-- Start INPUT MATERIAL --

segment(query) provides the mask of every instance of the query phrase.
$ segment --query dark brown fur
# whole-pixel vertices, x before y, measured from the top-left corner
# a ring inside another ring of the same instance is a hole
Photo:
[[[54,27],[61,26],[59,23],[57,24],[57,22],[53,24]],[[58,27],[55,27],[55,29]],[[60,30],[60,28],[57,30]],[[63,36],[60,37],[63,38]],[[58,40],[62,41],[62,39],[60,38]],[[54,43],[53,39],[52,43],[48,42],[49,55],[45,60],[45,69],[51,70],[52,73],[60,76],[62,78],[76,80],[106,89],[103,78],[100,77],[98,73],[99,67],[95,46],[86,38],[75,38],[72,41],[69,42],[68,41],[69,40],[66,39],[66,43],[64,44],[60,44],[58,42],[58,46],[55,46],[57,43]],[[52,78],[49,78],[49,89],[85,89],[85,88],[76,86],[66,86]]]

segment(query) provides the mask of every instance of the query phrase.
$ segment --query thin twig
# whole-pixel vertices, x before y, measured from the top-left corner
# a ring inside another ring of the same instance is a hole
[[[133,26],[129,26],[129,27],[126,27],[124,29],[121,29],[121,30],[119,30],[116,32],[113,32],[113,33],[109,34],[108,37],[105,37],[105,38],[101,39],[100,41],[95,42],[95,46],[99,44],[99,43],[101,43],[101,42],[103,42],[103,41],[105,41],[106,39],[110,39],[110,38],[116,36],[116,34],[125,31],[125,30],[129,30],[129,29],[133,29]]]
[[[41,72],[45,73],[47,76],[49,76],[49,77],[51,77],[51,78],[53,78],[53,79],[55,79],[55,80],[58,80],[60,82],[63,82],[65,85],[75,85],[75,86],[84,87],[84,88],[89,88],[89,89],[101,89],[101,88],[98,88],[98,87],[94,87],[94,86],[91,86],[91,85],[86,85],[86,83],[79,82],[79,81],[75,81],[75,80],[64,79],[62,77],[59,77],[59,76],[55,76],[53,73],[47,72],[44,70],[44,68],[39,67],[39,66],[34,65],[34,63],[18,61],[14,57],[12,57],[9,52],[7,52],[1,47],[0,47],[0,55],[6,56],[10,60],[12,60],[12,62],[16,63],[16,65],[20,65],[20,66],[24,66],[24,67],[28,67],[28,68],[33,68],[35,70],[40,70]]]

-- End INPUT MATERIAL --

> _TASK TO COMPLETE_
Each line of the material should be echoed exactly.

> _OUTPUT OF THE TASK_
segment(query) provides the mask of every instance of the query phrase.
$ segment --query dark brown fur
# whole-pixel vertices, x before y, measured from the top-left corner
# a ring inside another ring of the same instance is a hole
Photo:
[[[54,27],[61,26],[59,23],[57,24],[57,22],[53,24]],[[58,27],[55,27],[55,29]],[[60,30],[60,28],[57,30]],[[63,36],[60,37],[63,38]],[[58,40],[62,41],[62,39],[60,38]],[[54,43],[53,39],[52,43],[48,42],[49,55],[45,60],[45,69],[51,70],[52,73],[60,76],[62,78],[76,80],[106,89],[103,78],[100,77],[98,73],[99,67],[95,46],[86,38],[75,38],[72,41],[69,42],[68,41],[69,40],[66,39],[66,43],[64,44],[60,44],[58,42],[58,46],[55,46],[57,43]],[[52,78],[49,78],[49,89],[85,89],[85,88],[76,86],[66,86]]]

segment(query) provides the mask of every instance of the query phrase.
$ segment --query thin twig
# whole-pixel vertices, x before y, measured from the top-left corner
# a ring inside another ring of the same instance is a hole
[[[133,26],[129,26],[129,27],[126,27],[124,29],[121,29],[121,30],[119,30],[116,32],[113,32],[113,33],[109,34],[108,37],[105,37],[105,38],[101,39],[100,41],[95,42],[95,46],[99,44],[99,43],[101,43],[101,42],[103,42],[103,41],[105,41],[106,39],[110,39],[110,38],[116,36],[116,34],[125,31],[125,30],[129,30],[129,29],[133,29]]]
[[[41,72],[45,73],[47,76],[49,76],[49,77],[51,77],[51,78],[53,78],[53,79],[55,79],[55,80],[58,80],[60,82],[63,82],[65,85],[75,85],[75,86],[84,87],[84,88],[89,88],[89,89],[101,89],[101,88],[98,88],[98,87],[94,87],[94,86],[91,86],[91,85],[86,85],[86,83],[79,82],[79,81],[75,81],[75,80],[64,79],[62,77],[59,77],[59,76],[55,76],[53,73],[47,72],[44,70],[44,68],[39,67],[39,66],[34,65],[34,63],[18,61],[14,57],[12,57],[9,52],[7,52],[1,47],[0,47],[0,55],[6,56],[10,60],[12,60],[12,62],[16,63],[16,65],[20,65],[20,66],[24,66],[24,67],[28,67],[28,68],[33,68],[35,70],[40,70]]]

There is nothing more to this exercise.